## [Supplied text]
──────

What’s a good holiday table without a glistening and golden-brown wheel of baked brie?  This is a good appetizer to serve with a fine glass of Champagne.  The creamy, nutty flavors of the brie will be echoed in the Champagne as well as the yeasty buttery flavors of the baked crust.

A lower alcohol and sweeter Moscato D’Asti could work as well since brie pairs well with sweet condiments, and the honey glaze will complement the sweetness of the wine.

Try:

Bollinger “Special Cuvee” Brut Champagne- France NV   $59.97

Bollinger “Special Cuvee” Brut Champagne- France NV $59.97

Saracco Moscato D’Asti- Italy 2016 – $15.99

Saracco Moscato D’Asti- Italy 2016 $15.99

Cocktail Meatballs with Orange Cranberry Glaze

Barbera D’Asti, a lighter and cherry driven red from Piedmont, will go well with the savory qualities of the meatballs while at the same time complementing the fruit-based glaze.  Barbera is a thin-skinned grape, like Pinot Noir, and so elegant tannins won’t overpower your guests’ palate for the main event.

──────

## [Records shown]

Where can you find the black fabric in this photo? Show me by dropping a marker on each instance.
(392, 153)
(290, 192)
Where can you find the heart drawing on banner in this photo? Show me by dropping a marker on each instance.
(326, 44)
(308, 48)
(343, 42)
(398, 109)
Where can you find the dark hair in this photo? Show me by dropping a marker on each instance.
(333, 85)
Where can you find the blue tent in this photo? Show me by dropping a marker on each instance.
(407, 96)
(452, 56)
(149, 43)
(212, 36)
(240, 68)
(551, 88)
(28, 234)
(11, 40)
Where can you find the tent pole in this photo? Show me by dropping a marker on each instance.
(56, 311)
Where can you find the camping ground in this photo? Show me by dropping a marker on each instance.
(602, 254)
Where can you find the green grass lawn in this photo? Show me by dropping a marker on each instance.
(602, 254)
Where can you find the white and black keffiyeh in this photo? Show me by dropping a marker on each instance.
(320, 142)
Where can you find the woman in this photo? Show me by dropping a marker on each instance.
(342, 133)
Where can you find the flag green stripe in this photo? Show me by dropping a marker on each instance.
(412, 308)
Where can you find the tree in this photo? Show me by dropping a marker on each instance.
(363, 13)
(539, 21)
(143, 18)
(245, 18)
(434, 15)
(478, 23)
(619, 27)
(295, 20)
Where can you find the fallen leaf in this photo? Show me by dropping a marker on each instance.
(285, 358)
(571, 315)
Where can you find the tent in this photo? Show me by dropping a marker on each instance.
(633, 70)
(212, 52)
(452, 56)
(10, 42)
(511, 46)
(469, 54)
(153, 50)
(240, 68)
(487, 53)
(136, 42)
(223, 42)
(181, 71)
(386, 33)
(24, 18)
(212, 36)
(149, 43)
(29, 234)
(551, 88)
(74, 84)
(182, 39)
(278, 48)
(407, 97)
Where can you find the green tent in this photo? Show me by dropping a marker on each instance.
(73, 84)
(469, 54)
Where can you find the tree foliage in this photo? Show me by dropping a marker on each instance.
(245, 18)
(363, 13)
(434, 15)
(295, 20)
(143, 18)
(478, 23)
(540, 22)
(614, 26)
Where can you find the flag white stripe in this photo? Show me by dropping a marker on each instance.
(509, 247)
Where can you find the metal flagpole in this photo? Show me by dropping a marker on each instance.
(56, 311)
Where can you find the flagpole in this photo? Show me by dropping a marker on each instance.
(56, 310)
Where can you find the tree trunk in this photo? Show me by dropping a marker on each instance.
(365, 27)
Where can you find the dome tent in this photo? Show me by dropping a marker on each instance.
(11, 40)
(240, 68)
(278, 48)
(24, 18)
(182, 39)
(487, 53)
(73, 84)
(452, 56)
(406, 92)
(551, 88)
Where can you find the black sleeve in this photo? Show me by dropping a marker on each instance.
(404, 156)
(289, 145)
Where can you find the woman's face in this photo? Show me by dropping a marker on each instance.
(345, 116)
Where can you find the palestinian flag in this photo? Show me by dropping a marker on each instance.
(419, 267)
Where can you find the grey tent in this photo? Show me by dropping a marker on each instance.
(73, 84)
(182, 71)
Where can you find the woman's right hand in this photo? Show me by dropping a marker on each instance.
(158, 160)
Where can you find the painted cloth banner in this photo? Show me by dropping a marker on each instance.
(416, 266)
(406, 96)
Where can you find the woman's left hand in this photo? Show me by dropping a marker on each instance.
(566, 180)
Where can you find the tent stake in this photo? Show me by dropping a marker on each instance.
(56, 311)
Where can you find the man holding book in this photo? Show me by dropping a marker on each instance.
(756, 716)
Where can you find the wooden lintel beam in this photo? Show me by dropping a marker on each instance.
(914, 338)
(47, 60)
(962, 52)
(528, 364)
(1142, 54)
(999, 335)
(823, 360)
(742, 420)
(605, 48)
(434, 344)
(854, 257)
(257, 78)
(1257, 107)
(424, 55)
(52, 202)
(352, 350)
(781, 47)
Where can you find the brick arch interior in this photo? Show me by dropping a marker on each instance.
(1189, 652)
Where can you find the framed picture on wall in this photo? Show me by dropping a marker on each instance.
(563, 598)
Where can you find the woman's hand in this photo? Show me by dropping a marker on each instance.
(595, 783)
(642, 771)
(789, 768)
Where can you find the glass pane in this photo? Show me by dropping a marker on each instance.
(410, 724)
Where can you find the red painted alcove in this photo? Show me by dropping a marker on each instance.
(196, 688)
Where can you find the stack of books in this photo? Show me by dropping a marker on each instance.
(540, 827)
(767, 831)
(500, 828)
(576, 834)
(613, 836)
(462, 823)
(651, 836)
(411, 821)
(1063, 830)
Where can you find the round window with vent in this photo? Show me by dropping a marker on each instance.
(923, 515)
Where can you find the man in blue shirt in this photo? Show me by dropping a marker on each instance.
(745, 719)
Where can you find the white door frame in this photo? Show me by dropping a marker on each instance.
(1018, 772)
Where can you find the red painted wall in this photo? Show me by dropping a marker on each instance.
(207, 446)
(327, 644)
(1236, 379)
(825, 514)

──────

Reproduce the wine pairing text above in full, word for word.

What’s a good holiday table without a glistening and golden-brown wheel of baked brie?  This is a good appetizer to serve with a fine glass of Champagne.  The creamy, nutty flavors of the brie will be echoed in the Champagne as well as the yeasty buttery flavors of the baked crust.

A lower alcohol and sweeter Moscato D’Asti could work as well since brie pairs well with sweet condiments, and the honey glaze will complement the sweetness of the wine.

Try:

Bollinger “Special Cuvee” Brut Champagne- France NV   $59.97

Bollinger “Special Cuvee” Brut Champagne- France NV $59.97

Saracco Moscato D’Asti- Italy 2016 – $15.99

Saracco Moscato D’Asti- Italy 2016 $15.99

Cocktail Meatballs with Orange Cranberry Glaze

Barbera D’Asti, a lighter and cherry driven red from Piedmont, will go well with the savory qualities of the meatballs while at the same time complementing the fruit-based glaze.  Barbera is a thin-skinned grape, like Pinot Noir, and so elegant tannins won’t overpower your guests’ palate for the main event.